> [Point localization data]
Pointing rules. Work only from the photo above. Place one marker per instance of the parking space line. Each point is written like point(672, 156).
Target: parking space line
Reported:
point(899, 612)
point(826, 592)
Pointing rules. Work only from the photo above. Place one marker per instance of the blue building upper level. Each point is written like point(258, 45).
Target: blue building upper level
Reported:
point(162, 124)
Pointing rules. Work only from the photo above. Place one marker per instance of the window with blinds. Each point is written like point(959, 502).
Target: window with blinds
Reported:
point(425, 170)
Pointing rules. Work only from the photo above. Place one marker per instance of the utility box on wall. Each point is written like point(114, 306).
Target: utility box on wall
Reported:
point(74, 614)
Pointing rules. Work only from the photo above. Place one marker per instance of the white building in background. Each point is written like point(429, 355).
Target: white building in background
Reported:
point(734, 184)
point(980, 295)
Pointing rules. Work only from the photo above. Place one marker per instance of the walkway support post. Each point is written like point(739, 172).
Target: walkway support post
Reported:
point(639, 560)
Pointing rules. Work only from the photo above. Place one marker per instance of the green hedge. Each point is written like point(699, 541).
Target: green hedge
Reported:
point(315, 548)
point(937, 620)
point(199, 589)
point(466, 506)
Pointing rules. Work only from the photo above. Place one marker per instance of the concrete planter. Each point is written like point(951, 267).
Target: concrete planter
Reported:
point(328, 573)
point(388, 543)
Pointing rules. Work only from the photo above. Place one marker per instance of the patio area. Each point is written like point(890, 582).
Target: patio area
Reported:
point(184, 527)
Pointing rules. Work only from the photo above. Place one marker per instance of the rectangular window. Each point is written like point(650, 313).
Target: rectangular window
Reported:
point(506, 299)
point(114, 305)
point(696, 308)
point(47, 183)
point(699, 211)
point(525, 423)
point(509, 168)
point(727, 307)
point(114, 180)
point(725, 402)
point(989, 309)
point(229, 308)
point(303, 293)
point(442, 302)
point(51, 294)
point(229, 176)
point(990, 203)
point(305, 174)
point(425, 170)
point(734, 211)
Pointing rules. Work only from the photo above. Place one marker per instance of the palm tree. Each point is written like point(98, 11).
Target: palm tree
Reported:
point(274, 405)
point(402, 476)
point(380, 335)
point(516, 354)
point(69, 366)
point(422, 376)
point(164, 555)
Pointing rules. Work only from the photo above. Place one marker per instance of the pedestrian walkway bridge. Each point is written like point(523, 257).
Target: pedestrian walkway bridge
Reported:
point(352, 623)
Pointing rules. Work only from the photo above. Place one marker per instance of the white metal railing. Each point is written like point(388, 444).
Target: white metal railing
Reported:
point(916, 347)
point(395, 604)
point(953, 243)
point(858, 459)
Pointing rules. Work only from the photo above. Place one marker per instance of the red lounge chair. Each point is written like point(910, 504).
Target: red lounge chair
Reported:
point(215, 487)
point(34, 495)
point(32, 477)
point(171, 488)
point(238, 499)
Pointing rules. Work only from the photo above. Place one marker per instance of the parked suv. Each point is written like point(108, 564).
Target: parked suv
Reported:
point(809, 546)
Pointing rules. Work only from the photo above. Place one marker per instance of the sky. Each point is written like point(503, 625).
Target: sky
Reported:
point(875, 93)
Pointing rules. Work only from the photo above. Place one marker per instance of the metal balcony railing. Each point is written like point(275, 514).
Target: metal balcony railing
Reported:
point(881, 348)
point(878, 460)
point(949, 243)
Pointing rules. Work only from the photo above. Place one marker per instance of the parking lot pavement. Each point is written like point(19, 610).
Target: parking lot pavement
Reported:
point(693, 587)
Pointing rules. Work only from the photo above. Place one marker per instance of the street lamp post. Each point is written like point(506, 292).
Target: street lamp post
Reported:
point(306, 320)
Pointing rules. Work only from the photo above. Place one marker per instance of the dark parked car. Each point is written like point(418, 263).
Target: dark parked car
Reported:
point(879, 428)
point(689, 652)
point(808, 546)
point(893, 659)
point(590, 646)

> [Your objective]
Reproduce the records above exactly, from the first line through the line containing "Target: utility box on wall", and output nothing else.

> [Response box]
Pointing rules. Work only from the photo above. Place one marker per instance of the parking space line. Each point is written like point(672, 156).
Target: parking space line
Reported:
point(899, 612)
point(826, 592)
Pointing rules. Work only from the photo above. Place one marker per instance of the blue building upper level. Each point is written like point(258, 45).
Target: blue building upper level
Reported:
point(162, 124)
Pointing rules. Work only from the photo above. Place one marker per instance of the window with blinds. Each point is written like point(959, 502).
Target: window with blinds
Reported:
point(425, 170)
Pointing rules. Work only from the photo above. Place one marker per instance of the utility box on wall. Each point is written like point(114, 306).
Target: utility box on wall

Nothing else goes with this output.